But for those of us who have never known a recovering addict (or don’t realize we do), what recovery truly is might be a bit of a mystery. What happens during treatment? What can patients expect, and for families and friends on the outside, what will their loved ones be going through?

Breathe Life’s Mike Cohan helps break it down. First and foremost, “They can expect a chance to finally be able to relax,” he says. Many addicts have been living unstable lifestyles. So going into recovery, patients will relax, be cared for, finally just get some sleep. They’ll be nurtured and take care of the basic needs they’ve been deprived of. They’ll also attend group therapy and individual counseling sessions and may receive medications to help with their addictive cravings, anxiety or depression.

__Information__
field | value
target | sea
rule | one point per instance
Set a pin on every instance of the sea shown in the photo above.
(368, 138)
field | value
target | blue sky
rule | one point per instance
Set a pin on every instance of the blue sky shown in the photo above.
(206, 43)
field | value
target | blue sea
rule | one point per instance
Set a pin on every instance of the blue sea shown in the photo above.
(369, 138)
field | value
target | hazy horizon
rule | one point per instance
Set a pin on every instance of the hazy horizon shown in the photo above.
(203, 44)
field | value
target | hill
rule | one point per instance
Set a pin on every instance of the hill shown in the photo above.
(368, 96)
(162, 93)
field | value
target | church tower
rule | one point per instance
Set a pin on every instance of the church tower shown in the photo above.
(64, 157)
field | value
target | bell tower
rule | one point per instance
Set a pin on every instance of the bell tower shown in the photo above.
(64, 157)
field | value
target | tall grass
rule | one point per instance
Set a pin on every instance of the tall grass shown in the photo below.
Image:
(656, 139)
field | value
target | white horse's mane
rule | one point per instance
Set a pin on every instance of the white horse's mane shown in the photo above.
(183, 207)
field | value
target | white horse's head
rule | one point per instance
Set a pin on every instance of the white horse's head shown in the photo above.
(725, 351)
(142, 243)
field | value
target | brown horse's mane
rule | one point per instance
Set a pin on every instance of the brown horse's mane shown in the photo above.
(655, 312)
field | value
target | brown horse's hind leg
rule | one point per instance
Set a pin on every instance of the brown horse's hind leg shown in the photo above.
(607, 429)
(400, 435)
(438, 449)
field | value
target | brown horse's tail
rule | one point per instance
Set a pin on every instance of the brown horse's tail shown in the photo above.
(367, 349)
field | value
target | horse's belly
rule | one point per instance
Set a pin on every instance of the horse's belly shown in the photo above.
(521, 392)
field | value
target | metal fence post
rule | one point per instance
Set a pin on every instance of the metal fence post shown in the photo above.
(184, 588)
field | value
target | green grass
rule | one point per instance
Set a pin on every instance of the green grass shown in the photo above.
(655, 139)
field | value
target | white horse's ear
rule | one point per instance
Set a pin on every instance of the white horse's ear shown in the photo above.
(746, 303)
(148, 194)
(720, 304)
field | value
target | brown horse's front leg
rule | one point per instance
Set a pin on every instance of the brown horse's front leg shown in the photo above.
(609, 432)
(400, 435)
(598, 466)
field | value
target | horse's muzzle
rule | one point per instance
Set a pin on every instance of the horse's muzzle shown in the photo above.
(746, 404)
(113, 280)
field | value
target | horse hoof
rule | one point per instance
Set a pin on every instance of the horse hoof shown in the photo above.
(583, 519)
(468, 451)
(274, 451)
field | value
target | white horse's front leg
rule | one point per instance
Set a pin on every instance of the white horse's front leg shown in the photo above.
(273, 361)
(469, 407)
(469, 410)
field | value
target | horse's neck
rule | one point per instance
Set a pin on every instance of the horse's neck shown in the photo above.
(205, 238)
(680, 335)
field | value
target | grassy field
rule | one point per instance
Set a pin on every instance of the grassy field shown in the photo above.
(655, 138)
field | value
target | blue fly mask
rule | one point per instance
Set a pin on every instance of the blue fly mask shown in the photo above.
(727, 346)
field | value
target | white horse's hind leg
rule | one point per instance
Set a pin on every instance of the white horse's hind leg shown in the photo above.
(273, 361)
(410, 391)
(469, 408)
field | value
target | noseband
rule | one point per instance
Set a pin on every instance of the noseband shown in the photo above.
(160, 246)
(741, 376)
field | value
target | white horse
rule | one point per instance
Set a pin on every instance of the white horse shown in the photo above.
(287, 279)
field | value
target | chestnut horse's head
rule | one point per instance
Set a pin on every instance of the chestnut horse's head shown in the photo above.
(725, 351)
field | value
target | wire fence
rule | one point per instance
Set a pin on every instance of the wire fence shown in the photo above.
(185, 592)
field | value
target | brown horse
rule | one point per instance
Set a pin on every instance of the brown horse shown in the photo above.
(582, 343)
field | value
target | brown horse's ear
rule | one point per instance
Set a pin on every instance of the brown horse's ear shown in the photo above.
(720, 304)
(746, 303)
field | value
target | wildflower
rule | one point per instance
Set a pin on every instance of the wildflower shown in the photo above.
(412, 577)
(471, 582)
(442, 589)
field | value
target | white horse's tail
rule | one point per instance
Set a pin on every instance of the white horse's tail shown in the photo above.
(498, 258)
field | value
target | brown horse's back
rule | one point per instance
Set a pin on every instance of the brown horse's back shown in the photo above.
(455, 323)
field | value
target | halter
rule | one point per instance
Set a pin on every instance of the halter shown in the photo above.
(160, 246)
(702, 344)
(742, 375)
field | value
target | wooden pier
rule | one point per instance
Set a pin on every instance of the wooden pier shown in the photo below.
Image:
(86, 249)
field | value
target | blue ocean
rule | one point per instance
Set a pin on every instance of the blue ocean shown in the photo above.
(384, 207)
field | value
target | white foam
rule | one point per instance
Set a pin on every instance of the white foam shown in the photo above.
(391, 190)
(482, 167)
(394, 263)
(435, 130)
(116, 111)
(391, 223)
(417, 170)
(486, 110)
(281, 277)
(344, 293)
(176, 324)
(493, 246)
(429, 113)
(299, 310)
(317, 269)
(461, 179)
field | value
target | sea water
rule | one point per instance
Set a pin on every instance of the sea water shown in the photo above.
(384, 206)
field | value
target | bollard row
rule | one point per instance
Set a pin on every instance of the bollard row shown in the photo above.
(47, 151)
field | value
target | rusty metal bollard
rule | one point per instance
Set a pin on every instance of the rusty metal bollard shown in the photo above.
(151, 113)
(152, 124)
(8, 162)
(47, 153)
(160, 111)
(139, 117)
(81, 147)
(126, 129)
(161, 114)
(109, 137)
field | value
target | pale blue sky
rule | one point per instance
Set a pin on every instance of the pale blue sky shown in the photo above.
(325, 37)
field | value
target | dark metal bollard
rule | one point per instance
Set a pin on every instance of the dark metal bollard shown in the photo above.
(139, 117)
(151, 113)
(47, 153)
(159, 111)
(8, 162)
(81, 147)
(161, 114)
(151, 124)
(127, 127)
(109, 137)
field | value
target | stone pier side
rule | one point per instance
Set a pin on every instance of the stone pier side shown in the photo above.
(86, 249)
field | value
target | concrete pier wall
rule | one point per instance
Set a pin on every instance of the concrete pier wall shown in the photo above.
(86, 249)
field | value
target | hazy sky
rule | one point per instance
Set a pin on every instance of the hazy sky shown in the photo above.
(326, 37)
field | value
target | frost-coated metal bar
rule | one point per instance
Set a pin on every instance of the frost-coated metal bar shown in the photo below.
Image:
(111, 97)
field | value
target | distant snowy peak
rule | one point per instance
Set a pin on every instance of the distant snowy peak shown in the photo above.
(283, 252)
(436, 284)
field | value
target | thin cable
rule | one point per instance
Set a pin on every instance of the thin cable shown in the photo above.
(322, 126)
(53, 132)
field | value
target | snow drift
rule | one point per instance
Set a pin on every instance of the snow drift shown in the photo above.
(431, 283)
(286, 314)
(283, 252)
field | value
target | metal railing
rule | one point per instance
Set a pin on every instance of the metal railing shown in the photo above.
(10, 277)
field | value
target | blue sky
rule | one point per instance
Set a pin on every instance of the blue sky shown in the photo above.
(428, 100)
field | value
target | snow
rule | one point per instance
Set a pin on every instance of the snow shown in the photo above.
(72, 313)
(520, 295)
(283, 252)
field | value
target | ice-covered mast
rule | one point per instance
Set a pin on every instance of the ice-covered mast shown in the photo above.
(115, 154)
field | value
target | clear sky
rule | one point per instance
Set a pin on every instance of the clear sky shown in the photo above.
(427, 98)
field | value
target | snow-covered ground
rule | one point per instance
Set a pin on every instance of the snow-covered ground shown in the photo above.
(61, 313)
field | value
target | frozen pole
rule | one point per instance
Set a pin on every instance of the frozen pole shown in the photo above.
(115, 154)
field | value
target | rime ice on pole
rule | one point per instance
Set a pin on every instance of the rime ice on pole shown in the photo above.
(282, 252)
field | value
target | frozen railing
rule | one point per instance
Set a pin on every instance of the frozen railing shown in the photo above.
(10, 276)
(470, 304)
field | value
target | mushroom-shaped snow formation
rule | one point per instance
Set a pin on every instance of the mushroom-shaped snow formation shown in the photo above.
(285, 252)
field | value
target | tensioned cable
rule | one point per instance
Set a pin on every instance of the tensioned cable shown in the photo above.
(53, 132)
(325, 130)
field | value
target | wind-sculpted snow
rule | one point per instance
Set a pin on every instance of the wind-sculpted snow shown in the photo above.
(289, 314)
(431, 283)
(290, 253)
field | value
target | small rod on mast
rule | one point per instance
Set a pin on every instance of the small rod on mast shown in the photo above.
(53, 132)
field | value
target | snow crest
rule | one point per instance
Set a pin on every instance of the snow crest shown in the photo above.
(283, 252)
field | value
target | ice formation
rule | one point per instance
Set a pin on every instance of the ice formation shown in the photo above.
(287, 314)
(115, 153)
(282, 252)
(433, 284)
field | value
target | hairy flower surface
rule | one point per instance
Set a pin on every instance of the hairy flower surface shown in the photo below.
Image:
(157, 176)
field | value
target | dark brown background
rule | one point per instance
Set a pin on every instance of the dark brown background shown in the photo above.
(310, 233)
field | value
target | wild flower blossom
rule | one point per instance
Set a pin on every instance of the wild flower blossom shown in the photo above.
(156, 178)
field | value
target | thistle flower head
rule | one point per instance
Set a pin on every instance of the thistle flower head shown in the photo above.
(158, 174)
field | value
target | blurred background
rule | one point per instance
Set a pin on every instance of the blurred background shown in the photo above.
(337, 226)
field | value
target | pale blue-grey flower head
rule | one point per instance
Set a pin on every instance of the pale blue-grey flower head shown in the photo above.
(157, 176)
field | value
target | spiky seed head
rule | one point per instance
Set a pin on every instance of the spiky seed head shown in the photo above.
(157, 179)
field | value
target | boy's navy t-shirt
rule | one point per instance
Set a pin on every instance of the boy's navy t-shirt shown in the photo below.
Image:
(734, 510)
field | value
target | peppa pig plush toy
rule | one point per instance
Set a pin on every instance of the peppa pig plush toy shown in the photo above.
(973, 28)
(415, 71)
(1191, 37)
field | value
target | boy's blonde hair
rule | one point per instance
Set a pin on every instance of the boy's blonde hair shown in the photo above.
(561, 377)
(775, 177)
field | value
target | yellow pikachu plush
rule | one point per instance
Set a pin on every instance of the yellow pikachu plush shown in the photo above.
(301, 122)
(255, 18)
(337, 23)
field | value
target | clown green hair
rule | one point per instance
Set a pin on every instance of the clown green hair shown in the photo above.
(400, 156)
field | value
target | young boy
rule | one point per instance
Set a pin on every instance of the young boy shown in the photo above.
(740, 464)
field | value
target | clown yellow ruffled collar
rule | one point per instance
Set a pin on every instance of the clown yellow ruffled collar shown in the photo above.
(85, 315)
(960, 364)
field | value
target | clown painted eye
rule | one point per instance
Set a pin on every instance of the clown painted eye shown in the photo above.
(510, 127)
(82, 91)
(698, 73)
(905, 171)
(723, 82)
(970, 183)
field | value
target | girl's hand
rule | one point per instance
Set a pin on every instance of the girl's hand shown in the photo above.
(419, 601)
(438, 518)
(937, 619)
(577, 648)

__Try it__
Continue the passage on what patients go through in addiction treatment, starting right after its last sentence above.

__Exercise answer__
That’s the beginning. But, that’s not all recovery is. For those of us who don’t have experience with addiction, our assumption may be that recovery is synonymous with sobriety. But in reality, “recovery is a sense of rebirth and spirituality,” Cohan explains. “The recovery process starts when a person decides to stop using drugs or alcohol. It becomes a recovery when there is more of a spiritual component to it.” This means the ability to take personal inventory of yourself, knowing the social factors that may have contributed to your initial addiction, and having the tools and the desire to stay clean.

“And it continues,” Cohan says. “Recovery continues forever.” Recovery, not just sobriety.

For example, if a person stays clean, but stops going to meetings or helping other recovering addicts in the community, their behavior becomes stagnant. They become what Cohan calls a “dry drunk…They’re not participating in their recovery, they’re just staying sober, and that’s not enough,” he explains. “There’s no happiness there.” These individuals become bitter about their sobriety, or get upset because they feel something is missing in their lives. They also fall into the danger zone of relapsing and they don’t know how it all happened. “They need to put time into themselves,” Cohan says. “It’s an ongoing process.”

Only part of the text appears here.